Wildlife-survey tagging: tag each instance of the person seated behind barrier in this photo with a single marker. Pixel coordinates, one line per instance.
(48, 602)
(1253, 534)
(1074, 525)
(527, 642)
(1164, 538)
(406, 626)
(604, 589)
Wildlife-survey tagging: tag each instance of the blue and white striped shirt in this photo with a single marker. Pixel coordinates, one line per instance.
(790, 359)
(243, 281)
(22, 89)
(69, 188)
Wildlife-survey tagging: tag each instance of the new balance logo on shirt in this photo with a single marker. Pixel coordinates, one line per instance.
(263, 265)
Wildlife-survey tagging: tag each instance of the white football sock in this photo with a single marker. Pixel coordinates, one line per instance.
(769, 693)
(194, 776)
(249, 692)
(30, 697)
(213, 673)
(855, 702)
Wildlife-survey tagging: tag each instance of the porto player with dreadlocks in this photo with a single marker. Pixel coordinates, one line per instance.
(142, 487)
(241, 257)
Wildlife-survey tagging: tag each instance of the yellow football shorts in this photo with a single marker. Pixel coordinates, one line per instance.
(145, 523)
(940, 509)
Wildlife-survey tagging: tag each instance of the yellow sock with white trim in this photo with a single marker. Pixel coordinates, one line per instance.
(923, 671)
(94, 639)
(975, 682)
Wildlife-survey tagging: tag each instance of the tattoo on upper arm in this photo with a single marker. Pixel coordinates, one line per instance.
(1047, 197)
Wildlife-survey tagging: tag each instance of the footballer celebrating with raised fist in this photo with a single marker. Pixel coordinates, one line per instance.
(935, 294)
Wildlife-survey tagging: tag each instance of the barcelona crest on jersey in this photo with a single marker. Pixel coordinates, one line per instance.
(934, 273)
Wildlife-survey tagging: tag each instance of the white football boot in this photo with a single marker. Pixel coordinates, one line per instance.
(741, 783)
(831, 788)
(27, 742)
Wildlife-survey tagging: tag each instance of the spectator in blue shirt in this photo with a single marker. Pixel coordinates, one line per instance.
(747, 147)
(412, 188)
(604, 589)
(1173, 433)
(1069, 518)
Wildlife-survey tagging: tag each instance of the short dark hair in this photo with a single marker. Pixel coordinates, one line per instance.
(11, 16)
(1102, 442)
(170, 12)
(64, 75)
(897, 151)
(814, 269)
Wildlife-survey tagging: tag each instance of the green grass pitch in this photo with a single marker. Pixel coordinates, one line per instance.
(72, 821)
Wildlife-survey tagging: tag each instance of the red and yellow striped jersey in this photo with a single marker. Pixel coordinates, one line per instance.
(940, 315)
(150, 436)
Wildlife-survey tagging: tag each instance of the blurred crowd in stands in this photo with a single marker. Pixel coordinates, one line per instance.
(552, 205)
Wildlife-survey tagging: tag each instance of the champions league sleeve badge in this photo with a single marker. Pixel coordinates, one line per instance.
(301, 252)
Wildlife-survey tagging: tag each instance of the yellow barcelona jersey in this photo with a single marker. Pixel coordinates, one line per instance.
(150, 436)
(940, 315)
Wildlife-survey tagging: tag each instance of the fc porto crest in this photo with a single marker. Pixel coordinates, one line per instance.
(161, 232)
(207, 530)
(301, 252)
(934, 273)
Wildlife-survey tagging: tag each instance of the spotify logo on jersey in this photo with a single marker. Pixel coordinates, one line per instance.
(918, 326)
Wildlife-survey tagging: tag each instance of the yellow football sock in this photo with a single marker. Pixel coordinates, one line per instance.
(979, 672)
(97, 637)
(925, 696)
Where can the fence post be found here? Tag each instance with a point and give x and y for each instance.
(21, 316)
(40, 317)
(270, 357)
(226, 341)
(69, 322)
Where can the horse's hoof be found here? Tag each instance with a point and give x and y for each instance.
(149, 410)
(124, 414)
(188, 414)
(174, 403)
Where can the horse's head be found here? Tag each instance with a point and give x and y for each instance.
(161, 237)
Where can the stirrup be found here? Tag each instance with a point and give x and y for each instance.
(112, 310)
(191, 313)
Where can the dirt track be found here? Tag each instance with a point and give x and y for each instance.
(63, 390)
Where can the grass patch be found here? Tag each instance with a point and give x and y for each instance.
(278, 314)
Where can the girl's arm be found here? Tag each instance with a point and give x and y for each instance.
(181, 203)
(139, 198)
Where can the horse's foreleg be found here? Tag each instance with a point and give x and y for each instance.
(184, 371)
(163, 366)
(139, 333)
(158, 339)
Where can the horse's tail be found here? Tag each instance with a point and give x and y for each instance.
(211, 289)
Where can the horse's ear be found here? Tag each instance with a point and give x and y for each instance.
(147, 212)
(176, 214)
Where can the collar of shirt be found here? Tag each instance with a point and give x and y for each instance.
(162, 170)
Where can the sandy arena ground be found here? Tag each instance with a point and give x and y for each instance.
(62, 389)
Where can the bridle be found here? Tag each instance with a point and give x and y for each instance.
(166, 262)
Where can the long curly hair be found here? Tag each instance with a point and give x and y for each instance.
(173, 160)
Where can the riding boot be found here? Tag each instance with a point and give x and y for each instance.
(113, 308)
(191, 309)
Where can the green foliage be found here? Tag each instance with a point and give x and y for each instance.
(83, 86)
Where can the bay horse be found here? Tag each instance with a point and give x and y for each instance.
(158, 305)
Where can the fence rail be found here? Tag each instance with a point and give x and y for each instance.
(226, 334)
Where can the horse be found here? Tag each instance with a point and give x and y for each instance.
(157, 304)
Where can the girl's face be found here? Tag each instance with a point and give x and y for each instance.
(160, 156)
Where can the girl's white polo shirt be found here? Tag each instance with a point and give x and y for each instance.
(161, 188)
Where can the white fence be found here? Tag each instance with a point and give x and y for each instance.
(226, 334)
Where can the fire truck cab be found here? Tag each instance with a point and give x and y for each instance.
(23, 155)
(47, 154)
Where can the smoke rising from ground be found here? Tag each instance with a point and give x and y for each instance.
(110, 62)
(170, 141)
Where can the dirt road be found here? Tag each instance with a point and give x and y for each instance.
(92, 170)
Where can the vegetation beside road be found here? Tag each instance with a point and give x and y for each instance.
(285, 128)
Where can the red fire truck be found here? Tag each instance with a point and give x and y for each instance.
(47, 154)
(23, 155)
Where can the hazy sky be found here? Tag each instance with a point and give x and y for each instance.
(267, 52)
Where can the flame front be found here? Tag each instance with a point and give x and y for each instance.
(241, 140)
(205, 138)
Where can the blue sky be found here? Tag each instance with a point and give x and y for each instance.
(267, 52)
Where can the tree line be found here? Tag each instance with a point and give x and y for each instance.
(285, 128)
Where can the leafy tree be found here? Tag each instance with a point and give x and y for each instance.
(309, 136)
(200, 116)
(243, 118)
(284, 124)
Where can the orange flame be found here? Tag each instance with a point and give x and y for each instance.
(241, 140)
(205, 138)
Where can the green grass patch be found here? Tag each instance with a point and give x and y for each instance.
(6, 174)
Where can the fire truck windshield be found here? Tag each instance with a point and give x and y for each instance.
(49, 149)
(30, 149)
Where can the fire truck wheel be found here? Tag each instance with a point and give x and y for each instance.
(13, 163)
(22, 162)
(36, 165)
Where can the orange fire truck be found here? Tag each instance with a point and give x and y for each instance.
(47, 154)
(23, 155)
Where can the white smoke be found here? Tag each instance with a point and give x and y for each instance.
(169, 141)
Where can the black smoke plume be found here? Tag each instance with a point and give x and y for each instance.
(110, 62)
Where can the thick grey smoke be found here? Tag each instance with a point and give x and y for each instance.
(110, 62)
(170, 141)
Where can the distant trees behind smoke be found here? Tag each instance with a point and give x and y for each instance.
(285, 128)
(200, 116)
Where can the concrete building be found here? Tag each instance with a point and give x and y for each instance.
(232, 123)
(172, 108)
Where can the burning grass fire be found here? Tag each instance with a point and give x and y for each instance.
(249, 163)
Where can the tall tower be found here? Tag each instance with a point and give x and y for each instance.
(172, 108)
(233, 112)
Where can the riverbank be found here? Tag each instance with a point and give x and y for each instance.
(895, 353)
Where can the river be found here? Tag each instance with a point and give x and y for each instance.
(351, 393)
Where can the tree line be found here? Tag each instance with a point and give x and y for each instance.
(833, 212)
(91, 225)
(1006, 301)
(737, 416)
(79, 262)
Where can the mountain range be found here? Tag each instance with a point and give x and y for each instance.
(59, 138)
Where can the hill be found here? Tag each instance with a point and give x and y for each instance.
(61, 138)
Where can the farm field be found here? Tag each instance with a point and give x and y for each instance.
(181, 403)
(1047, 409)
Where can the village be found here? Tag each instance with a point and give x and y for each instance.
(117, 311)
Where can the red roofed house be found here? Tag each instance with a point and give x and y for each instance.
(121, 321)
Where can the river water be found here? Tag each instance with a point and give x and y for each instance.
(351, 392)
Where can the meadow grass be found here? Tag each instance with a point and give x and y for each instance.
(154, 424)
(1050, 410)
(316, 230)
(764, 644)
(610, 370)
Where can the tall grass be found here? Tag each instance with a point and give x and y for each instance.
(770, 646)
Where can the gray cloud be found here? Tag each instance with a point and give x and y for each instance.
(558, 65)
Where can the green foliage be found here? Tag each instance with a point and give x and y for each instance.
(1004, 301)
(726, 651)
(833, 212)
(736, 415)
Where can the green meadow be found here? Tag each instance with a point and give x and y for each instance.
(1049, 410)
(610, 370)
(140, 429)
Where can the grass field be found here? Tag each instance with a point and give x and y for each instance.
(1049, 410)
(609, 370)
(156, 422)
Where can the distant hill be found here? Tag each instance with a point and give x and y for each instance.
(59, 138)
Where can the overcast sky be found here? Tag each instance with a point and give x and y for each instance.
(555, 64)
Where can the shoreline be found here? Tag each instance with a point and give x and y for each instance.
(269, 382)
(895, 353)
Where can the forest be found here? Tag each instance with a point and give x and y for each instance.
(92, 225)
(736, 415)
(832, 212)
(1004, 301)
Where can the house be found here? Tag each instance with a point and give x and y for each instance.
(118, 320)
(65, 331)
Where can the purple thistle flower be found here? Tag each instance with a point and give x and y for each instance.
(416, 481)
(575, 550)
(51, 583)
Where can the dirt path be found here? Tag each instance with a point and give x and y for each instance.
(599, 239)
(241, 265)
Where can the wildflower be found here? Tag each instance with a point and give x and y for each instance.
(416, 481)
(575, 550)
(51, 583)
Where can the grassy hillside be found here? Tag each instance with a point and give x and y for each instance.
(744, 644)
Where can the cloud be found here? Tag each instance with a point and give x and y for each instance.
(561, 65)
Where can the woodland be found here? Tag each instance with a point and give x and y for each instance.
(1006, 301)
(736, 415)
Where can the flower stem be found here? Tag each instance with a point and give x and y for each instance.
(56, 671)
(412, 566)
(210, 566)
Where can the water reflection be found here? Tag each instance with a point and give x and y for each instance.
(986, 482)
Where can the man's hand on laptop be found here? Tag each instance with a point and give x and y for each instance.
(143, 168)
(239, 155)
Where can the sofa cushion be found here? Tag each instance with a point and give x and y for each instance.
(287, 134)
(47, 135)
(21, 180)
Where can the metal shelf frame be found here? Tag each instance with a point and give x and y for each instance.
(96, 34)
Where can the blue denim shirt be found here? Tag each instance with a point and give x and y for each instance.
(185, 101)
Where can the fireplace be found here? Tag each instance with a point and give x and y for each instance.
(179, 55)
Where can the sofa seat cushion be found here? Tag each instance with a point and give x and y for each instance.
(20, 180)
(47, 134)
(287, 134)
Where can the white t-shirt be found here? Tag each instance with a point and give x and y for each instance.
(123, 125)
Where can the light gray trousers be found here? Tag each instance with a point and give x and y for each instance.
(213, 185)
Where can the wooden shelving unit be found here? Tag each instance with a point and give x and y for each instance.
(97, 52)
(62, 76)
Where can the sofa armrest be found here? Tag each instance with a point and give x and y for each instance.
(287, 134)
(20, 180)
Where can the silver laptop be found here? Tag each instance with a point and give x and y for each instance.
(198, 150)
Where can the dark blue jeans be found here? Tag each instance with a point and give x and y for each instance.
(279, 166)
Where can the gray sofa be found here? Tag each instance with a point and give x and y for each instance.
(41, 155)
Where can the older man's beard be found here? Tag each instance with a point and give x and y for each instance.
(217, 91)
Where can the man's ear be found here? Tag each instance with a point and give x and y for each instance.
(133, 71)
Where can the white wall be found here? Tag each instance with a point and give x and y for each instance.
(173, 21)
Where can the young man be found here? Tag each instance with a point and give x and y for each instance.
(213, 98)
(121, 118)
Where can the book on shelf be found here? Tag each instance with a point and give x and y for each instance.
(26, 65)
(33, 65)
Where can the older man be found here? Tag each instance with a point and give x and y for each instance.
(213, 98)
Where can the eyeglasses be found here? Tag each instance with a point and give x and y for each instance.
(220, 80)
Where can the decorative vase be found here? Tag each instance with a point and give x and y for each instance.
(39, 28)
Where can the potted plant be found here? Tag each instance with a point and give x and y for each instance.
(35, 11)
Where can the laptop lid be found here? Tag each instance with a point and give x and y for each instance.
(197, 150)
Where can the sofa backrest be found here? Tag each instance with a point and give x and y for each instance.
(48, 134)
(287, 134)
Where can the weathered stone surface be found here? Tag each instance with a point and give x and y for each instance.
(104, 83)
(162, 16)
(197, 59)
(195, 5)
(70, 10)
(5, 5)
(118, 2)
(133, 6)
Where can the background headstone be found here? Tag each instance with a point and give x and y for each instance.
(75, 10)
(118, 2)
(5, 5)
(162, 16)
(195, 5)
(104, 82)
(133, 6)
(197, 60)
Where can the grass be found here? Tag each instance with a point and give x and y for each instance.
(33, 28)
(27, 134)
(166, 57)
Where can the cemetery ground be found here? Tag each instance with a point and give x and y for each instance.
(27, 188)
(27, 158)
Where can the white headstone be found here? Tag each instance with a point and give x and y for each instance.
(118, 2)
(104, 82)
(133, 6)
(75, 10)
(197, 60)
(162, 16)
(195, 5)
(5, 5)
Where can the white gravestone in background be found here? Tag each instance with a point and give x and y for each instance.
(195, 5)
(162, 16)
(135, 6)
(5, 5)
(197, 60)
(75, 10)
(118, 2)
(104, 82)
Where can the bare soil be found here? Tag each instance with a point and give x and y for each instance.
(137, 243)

Problem to solve
Repeat exactly the lines from the one containing "Where can the white headstone" through the last line of the records above, both included, and nothing else.

Solution to this exercise
Where can the white headstone be found here? Tag each instance with a point and give x and y for each instance.
(118, 2)
(104, 82)
(133, 6)
(75, 10)
(197, 60)
(162, 16)
(195, 5)
(5, 5)
Where can the white gravestone in background be found here? Tag each instance with a point and give x and y for each instance.
(195, 5)
(162, 16)
(135, 6)
(5, 5)
(197, 60)
(75, 10)
(118, 2)
(104, 82)
Where can the bare soil be found here? Tag each instance with a point and give x and y for each instance.
(137, 243)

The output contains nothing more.